DESCRIPTION OF THE TASK: Could you change "bounding regions" to "bounding boxes" throughout all of the items below, leaving everything else unchanged and the pictures out?
※ ※ ※
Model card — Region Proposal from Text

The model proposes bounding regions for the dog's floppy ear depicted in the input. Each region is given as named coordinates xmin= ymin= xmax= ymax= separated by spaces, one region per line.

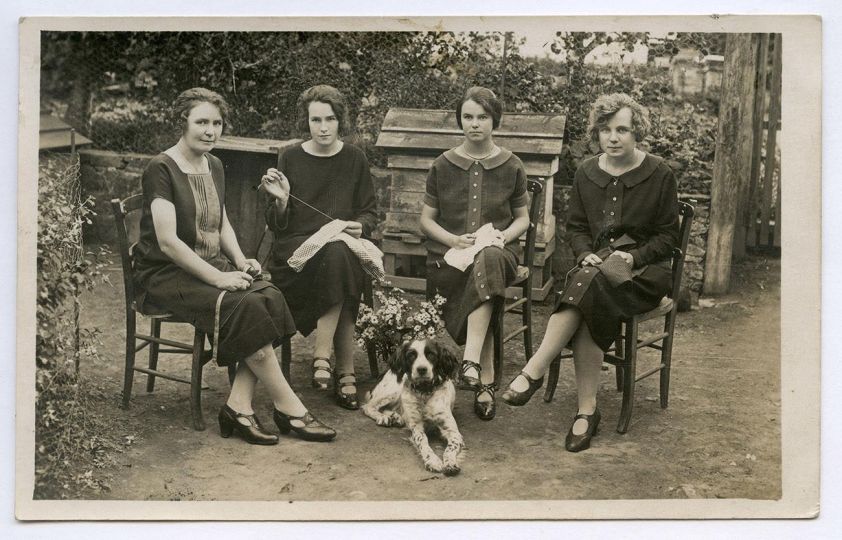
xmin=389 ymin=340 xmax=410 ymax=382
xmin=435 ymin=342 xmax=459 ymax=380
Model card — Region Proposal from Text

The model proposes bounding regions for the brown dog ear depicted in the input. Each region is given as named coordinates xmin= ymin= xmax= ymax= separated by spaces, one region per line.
※ ※ ※
SOLUTION:
Model card — Region Proposal from Text

The model proposes bounding boxes for the dog's floppy ear depicted in the input. Each region is given as named coordinates xmin= ymin= xmax= ymax= separated by spaces, one region per line.

xmin=389 ymin=340 xmax=410 ymax=382
xmin=435 ymin=342 xmax=459 ymax=380
Model card — Region Proposal from Text

The model proposes bounding boxes for the brown dog ear depicted in the input. Each region is given as named coordinates xmin= ymin= xmax= ymax= separated by spaces, one region per line.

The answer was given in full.